WHAT YOU NEED TO DO: Revise the entries below by replacing "Outline every instance" with "Trace every instance" wherever it occurs in every entry. Keep everything else the same.

[Segmentation dataset entries]
"""

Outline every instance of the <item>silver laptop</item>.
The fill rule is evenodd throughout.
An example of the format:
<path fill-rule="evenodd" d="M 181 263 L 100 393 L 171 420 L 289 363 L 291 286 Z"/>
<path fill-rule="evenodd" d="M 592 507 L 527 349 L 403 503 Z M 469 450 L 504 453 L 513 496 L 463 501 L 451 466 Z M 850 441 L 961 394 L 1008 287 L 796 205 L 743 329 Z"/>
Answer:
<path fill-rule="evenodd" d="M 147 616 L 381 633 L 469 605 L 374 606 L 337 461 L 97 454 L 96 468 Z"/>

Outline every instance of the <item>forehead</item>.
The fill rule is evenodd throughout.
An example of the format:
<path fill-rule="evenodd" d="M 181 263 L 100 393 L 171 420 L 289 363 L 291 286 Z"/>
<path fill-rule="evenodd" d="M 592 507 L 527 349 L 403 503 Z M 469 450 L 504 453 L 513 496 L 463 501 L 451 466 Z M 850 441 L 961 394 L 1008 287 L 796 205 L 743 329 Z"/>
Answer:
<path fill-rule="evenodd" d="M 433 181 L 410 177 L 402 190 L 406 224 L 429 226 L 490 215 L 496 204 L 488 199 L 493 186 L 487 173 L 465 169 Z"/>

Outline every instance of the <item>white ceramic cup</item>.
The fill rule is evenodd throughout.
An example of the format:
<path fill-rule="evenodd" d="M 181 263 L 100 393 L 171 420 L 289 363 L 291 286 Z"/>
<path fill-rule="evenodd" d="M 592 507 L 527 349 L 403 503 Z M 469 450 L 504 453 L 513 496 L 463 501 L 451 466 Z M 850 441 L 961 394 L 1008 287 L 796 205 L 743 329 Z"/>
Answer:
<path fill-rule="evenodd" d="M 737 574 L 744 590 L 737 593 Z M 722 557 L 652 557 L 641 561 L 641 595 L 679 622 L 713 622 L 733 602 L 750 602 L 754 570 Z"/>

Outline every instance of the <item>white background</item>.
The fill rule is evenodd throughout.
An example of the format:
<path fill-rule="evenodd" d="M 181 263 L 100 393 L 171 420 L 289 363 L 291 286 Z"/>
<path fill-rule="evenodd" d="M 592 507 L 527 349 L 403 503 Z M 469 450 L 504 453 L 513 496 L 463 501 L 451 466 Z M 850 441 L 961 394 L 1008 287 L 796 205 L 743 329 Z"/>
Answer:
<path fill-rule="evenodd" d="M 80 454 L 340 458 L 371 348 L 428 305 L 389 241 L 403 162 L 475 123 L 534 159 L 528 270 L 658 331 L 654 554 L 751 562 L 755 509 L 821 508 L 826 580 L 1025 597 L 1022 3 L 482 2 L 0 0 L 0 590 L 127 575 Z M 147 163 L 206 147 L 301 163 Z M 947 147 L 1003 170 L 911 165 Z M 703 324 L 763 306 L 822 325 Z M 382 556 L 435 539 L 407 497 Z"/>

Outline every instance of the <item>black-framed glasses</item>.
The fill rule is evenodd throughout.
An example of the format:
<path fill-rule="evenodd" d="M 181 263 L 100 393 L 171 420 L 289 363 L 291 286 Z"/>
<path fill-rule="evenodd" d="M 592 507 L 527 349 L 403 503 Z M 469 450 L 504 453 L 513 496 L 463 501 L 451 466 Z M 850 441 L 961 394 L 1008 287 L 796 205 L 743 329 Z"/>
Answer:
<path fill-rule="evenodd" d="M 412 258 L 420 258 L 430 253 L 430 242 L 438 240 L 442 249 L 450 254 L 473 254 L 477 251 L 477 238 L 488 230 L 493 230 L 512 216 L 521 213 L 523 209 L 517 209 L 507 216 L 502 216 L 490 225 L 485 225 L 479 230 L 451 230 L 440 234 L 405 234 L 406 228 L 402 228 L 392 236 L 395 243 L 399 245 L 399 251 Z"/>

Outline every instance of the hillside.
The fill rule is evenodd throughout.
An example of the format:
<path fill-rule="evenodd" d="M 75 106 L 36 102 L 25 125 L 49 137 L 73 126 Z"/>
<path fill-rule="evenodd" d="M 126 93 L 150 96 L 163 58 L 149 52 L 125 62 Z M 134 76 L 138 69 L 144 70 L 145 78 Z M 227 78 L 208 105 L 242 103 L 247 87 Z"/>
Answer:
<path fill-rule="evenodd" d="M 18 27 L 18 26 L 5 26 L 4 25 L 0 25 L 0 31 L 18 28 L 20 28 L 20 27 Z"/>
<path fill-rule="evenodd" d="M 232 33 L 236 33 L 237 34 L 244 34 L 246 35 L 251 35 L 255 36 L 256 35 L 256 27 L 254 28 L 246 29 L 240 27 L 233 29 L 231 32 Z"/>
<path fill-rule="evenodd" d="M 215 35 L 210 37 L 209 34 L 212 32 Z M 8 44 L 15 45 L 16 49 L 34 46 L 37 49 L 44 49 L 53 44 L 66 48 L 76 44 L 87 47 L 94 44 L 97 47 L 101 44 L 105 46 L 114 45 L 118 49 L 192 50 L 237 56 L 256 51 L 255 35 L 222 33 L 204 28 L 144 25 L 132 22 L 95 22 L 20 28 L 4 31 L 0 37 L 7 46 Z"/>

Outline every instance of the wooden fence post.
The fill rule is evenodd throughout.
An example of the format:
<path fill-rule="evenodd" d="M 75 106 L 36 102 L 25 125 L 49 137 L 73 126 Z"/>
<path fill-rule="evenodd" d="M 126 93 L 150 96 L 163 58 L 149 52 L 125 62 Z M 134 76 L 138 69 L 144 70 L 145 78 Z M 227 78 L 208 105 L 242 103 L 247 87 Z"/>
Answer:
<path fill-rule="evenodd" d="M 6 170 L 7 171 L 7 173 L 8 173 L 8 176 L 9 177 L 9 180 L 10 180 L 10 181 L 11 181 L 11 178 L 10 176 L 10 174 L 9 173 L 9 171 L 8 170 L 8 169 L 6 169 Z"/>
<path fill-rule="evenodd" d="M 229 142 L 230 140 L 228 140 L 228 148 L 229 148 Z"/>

"""

SOLUTION FOR THIS TASK:
Trace every instance of the <item>silver laptop</item>.
The fill rule is evenodd throughout.
An example of the format:
<path fill-rule="evenodd" d="M 181 263 L 100 393 L 171 420 L 289 363 L 291 286 Z"/>
<path fill-rule="evenodd" d="M 592 507 L 527 349 L 403 503 Z M 469 450 L 504 453 L 513 496 L 463 501 L 451 466 Z M 850 441 L 961 394 L 1008 287 L 796 205 L 743 329 Z"/>
Answer:
<path fill-rule="evenodd" d="M 147 616 L 381 633 L 469 605 L 374 606 L 337 461 L 97 454 L 96 468 Z"/>

Trace every instance of the <item>forehead</item>.
The fill rule is evenodd throughout.
An example of the format:
<path fill-rule="evenodd" d="M 181 263 L 100 393 L 171 420 L 289 363 L 291 286 Z"/>
<path fill-rule="evenodd" d="M 592 507 L 527 349 L 403 503 Z M 469 450 L 504 453 L 513 496 L 463 501 L 451 466 Z M 850 441 L 961 394 L 1008 287 L 796 205 L 743 329 Z"/>
Answer:
<path fill-rule="evenodd" d="M 433 181 L 410 177 L 402 190 L 406 224 L 429 226 L 490 215 L 496 204 L 488 199 L 493 186 L 487 173 L 465 169 Z"/>

Trace every instance of the <item>white ceramic cup</item>.
The fill rule is evenodd throughout.
An example of the format:
<path fill-rule="evenodd" d="M 181 263 L 100 393 L 171 420 L 289 363 L 291 286 Z"/>
<path fill-rule="evenodd" d="M 592 507 L 527 349 L 403 503 Z M 469 450 L 504 453 L 513 496 L 463 501 L 451 466 Z M 850 441 L 961 394 L 1008 287 L 796 205 L 743 329 Z"/>
Answer:
<path fill-rule="evenodd" d="M 737 574 L 744 590 L 737 593 Z M 722 557 L 652 557 L 641 561 L 641 595 L 679 622 L 713 622 L 733 602 L 750 602 L 754 570 Z"/>

Trace every instance of the <item>white background</item>.
The fill rule is evenodd throughout.
An example of the format:
<path fill-rule="evenodd" d="M 181 263 L 100 393 L 171 420 L 289 363 L 291 286 Z"/>
<path fill-rule="evenodd" d="M 592 507 L 527 349 L 403 503 Z M 469 450 L 504 453 L 513 496 L 463 501 L 451 466 Z M 850 441 L 961 394 L 1008 287 L 796 205 L 743 329 Z"/>
Answer:
<path fill-rule="evenodd" d="M 80 454 L 340 458 L 371 348 L 428 305 L 389 241 L 403 162 L 475 123 L 534 159 L 528 270 L 658 331 L 654 554 L 751 562 L 755 509 L 821 508 L 826 580 L 1025 597 L 1022 3 L 482 2 L 0 0 L 0 590 L 127 575 Z M 147 163 L 206 147 L 301 163 Z M 947 147 L 1003 170 L 911 165 Z M 703 324 L 763 306 L 822 325 Z M 382 556 L 435 539 L 407 497 Z"/>

Trace every instance of the <item>black-framed glasses</item>.
The fill rule is evenodd throughout.
An example of the format:
<path fill-rule="evenodd" d="M 181 263 L 100 393 L 171 420 L 289 363 L 291 286 Z"/>
<path fill-rule="evenodd" d="M 592 507 L 527 349 L 403 503 Z M 469 450 L 504 453 L 513 496 L 463 501 L 451 466 Z M 850 441 L 961 394 L 1008 287 L 796 205 L 743 329 Z"/>
Answer:
<path fill-rule="evenodd" d="M 412 258 L 420 258 L 430 253 L 430 242 L 438 240 L 442 249 L 450 254 L 473 254 L 477 251 L 477 238 L 488 230 L 493 230 L 512 216 L 521 213 L 523 209 L 517 209 L 507 216 L 502 216 L 490 225 L 485 225 L 479 230 L 451 230 L 440 234 L 405 234 L 406 228 L 402 228 L 392 236 L 395 243 L 399 245 L 399 251 Z"/>

Trace every instance of the hillside.
The fill rule is evenodd throughout.
An example of the format:
<path fill-rule="evenodd" d="M 75 106 L 36 102 L 25 125 L 49 137 L 73 126 Z"/>
<path fill-rule="evenodd" d="M 126 93 L 150 96 L 163 58 L 149 52 L 125 62 Z M 134 76 L 138 69 L 144 70 L 145 78 Z M 227 78 L 208 105 L 242 103 L 247 87 Z"/>
Answer:
<path fill-rule="evenodd" d="M 18 27 L 18 26 L 5 26 L 4 25 L 0 25 L 0 31 L 18 28 L 20 28 L 20 27 Z"/>
<path fill-rule="evenodd" d="M 232 33 L 236 33 L 237 34 L 244 34 L 246 35 L 251 35 L 255 36 L 256 35 L 256 27 L 254 28 L 246 29 L 240 27 L 233 29 L 231 32 Z"/>
<path fill-rule="evenodd" d="M 215 35 L 210 37 L 209 34 L 212 32 Z M 8 44 L 15 45 L 16 49 L 34 46 L 37 49 L 44 49 L 53 44 L 66 48 L 76 44 L 87 47 L 94 44 L 97 47 L 101 44 L 105 46 L 114 45 L 118 49 L 192 50 L 237 56 L 256 51 L 255 35 L 222 33 L 204 28 L 144 25 L 132 22 L 95 22 L 20 28 L 4 31 L 0 37 L 7 46 Z"/>

Trace every instance of the wooden fence post.
The fill rule is evenodd throughout.
An example of the format:
<path fill-rule="evenodd" d="M 75 106 L 36 102 L 25 125 L 49 137 L 73 126 Z"/>
<path fill-rule="evenodd" d="M 126 93 L 150 96 L 163 58 L 149 52 L 125 62 Z M 134 76 L 138 69 L 144 70 L 145 78 Z M 227 78 L 208 105 L 242 103 L 247 87 Z"/>
Answer:
<path fill-rule="evenodd" d="M 6 170 L 7 171 L 7 173 L 8 173 L 8 176 L 9 177 L 9 180 L 10 180 L 10 181 L 11 181 L 11 178 L 10 176 L 10 174 L 9 173 L 9 171 L 8 170 L 8 169 L 6 169 Z"/>
<path fill-rule="evenodd" d="M 229 142 L 230 140 L 228 140 L 228 148 L 229 148 Z"/>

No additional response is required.